**What this task involves:**
Retype every one of the records that follow, word for word and line by line, changing nothing.

**Rows:**

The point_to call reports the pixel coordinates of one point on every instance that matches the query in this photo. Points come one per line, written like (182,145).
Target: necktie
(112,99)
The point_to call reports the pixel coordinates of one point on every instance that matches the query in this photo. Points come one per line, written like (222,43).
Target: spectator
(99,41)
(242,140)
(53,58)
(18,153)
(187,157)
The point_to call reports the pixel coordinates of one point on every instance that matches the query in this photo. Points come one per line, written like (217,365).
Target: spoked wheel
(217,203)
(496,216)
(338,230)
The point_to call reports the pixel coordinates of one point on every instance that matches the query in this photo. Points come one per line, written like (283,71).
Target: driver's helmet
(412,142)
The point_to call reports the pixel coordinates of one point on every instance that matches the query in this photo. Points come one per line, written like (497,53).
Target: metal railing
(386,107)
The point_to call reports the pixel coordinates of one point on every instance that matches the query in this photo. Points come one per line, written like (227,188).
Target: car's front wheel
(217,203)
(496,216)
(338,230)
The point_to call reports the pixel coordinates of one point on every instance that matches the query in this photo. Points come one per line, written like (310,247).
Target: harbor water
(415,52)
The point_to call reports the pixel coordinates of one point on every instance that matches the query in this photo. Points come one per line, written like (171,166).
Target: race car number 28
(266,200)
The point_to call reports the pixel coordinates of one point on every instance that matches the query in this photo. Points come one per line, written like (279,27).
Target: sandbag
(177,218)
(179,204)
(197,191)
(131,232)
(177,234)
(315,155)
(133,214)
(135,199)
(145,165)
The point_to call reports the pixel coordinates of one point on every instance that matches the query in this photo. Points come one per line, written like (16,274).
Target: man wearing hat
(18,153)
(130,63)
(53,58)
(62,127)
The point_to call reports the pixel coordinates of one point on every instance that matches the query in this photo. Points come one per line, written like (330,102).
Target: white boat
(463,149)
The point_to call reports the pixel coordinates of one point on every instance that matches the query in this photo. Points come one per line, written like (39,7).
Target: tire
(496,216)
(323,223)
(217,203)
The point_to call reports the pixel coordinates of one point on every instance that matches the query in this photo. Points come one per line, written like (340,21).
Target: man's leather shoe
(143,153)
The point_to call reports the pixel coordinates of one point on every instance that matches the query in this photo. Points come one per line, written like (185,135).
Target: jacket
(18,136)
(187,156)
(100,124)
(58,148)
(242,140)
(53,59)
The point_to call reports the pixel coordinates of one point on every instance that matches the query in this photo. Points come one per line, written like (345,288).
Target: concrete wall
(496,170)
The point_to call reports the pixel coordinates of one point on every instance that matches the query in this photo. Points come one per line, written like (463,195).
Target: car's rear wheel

**Complete output:**
The point_to call reports the pixel coordinates of one point on every instance that matches the query in this photo. Points come one per line, written like (182,145).
Target: necktie
(112,99)
The point_to call reports the pixel coordinates of one point on every instance that matches the query in this photo. Points come one per line, written like (222,43).
Target: spectator
(99,41)
(242,140)
(53,58)
(18,153)
(187,157)
The point_to call reports the pixel coordinates of one point on every instance that matches the query in this photo. Points come one per line, written like (217,365).
Target: spoked wheel
(217,203)
(496,216)
(338,230)
The point_to call reports the pixel coordinates of one point on every instance that matches the query in this photo. Points come one per line, written like (283,71).
Target: driver's helmet
(412,142)
The point_to call reports the pixel coordinates of one point on every instance that matches the query in this photo. Points come one per line, written like (497,53).
Target: metal railing
(386,107)
The point_to call reports the pixel coordinates of one point on every instance that matches the query in this photo. Points come one per line, written like (227,188).
Target: car's front wheel
(217,203)
(496,216)
(338,230)
The point_to call reports the pixel coordinates of one point on every instance that matches the query in this photo. Points come one per line, written like (310,247).
Target: harbor water
(415,52)
The point_to call reports the pixel coordinates of one point on every instance that matches the query in this photo. Points come one per line, written like (171,166).
Target: race car number 28
(266,200)
The point_to call reports the pixel coordinates of one point on every instance that matches the query in this photo. Points come one per line, written like (279,27).
Target: sandbag
(177,218)
(179,204)
(197,191)
(131,232)
(177,234)
(315,155)
(133,214)
(135,199)
(145,165)
The point_to call reports the pixel coordinates of one point on every instance that matches the query in this photo. Points come one per line, written like (16,274).
Target: man wearing hat
(18,153)
(130,63)
(53,58)
(62,127)
The point_to call reports the pixel coordinates of one point on every instance that matches the query in this photo. Points come one per line, written like (330,102).
Target: white boat
(463,149)
The point_to call reports the pixel coordinates of one point on every instance that matches the query in this photo. Points come one per line, written like (39,7).
Target: tire
(496,216)
(323,223)
(217,203)
The point_to call reports the pixel coordinates of one point on every instance that matches the query in this photo. Points come one per line, written like (340,21).
Target: man's leather shoe
(143,153)
The point_to call reports the pixel coordinates of one point on every instance that matches the query in this photo. Points come one per line, written like (185,135).
Target: jacket
(18,136)
(187,156)
(100,124)
(58,148)
(242,140)
(53,59)
The point_to call reports the pixel coordinates of one point on every instance that matches the query in this photo. Points come one per line, written like (345,288).
Target: concrete wall
(496,170)
The point_to call reports the pixel coordinates of one point on every instance that matches the query in this photo. Points come one per line, written like (463,195).
Target: car's rear wheel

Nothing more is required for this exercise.